» TASK TO COMPLETE:
In the material, switch "simplified polygon" to "simple polygon" in the lines between the line holding "Target: cream cheese frosting" and the line holding "151 196 L 166", inclusive. Give back only those lines, with nothing else changed.

:: DATA RECORDS

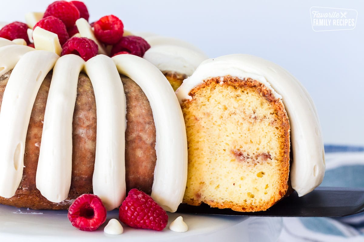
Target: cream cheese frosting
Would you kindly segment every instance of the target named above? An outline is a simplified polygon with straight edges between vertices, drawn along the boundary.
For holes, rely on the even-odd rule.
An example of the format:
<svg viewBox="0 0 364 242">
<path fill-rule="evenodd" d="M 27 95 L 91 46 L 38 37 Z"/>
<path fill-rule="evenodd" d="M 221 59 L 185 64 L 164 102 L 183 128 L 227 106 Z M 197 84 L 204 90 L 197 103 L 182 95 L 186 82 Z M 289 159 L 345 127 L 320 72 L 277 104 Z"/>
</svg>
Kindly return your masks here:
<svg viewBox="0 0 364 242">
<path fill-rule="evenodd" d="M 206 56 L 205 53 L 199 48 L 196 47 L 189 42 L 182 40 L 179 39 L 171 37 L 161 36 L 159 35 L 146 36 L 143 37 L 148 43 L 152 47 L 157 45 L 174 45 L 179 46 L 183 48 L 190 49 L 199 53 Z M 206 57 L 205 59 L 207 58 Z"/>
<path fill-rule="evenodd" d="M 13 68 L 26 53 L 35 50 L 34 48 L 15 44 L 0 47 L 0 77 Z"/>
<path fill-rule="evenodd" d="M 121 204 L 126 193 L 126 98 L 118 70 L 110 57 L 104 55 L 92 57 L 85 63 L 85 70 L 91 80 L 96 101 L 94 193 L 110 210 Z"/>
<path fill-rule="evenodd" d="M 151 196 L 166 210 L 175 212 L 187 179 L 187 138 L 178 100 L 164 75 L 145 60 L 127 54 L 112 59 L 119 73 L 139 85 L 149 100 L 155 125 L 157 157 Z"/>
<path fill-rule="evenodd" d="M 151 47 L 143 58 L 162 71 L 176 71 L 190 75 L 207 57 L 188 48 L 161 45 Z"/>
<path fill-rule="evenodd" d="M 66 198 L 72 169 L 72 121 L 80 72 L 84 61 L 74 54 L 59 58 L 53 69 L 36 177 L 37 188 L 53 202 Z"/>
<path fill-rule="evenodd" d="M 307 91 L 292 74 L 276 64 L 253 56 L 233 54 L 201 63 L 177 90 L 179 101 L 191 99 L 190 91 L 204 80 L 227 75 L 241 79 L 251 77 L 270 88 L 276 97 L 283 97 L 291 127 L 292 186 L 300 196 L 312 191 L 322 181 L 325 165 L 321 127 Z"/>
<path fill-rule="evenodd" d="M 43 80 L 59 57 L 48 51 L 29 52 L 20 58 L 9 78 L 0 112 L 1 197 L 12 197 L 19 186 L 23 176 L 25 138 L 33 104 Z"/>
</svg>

::::
:: DATA RECORDS

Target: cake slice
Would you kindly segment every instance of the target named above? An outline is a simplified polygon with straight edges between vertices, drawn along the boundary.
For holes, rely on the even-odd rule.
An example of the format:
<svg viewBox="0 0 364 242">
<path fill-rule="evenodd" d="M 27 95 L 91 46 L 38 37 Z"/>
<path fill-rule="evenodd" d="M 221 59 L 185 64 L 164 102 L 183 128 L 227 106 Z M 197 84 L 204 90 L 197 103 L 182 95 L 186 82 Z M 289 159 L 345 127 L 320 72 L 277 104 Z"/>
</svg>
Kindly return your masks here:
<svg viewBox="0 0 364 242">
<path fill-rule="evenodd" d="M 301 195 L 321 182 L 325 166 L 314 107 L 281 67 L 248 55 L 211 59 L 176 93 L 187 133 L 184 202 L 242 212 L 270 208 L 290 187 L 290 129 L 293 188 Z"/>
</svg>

::::
:: DATA RECORDS

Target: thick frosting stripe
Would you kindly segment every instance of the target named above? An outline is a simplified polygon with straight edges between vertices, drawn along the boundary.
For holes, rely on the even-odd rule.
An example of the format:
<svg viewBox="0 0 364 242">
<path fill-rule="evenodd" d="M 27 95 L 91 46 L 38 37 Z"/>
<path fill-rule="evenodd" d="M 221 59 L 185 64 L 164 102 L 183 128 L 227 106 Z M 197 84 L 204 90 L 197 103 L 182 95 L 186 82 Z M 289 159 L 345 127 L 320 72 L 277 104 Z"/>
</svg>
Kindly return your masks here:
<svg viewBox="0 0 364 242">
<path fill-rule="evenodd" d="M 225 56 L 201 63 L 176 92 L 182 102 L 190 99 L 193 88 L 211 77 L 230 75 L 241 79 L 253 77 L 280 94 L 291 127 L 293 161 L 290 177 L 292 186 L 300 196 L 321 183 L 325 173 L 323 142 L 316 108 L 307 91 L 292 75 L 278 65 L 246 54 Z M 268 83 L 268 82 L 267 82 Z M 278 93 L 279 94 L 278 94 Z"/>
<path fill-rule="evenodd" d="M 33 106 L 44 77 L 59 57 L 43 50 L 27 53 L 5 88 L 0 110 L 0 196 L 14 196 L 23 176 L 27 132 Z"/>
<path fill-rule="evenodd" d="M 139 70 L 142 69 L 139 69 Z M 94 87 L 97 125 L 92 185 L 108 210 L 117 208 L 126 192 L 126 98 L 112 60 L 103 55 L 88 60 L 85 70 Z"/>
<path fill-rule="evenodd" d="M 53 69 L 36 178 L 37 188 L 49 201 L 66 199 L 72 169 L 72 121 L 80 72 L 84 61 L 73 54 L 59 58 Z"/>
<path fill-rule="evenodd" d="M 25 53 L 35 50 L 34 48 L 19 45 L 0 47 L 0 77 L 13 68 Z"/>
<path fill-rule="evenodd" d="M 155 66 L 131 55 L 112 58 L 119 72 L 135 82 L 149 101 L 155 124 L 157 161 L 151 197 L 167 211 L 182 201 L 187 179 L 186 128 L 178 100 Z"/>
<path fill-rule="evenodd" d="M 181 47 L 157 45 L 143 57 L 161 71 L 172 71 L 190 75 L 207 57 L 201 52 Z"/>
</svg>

::::

» RESPONSE TO THIS EXERCISE:
Target: cream cheese frosting
Would you kindly segment every instance of the target named above? An outline is a simple polygon with straight edges between vertices, drawn along the boundary.
For holes, rely on the even-odd rule.
An example of the format:
<svg viewBox="0 0 364 242">
<path fill-rule="evenodd" d="M 27 95 L 91 46 L 38 37 Z"/>
<path fill-rule="evenodd" d="M 221 59 L 185 64 L 164 102 L 183 128 L 227 106 Z M 197 84 L 204 90 L 197 103 L 182 95 L 186 82 Z M 289 159 L 345 127 L 320 72 L 277 104 Z"/>
</svg>
Kindly return your masks here:
<svg viewBox="0 0 364 242">
<path fill-rule="evenodd" d="M 206 56 L 205 53 L 199 48 L 196 47 L 189 42 L 182 40 L 179 39 L 171 37 L 161 36 L 159 35 L 146 36 L 143 37 L 148 43 L 152 47 L 157 45 L 174 45 L 179 46 L 183 48 L 190 49 L 199 53 Z M 206 57 L 205 59 L 207 58 Z"/>
<path fill-rule="evenodd" d="M 13 68 L 26 53 L 35 50 L 34 48 L 15 44 L 0 47 L 0 77 Z"/>
<path fill-rule="evenodd" d="M 121 204 L 126 193 L 126 98 L 118 70 L 110 57 L 104 55 L 92 57 L 85 63 L 85 70 L 91 80 L 96 101 L 94 193 L 110 210 Z"/>
<path fill-rule="evenodd" d="M 151 196 L 166 210 L 175 212 L 187 179 L 187 138 L 178 100 L 164 75 L 145 60 L 127 54 L 112 59 L 119 73 L 139 85 L 149 100 L 155 125 L 157 157 Z"/>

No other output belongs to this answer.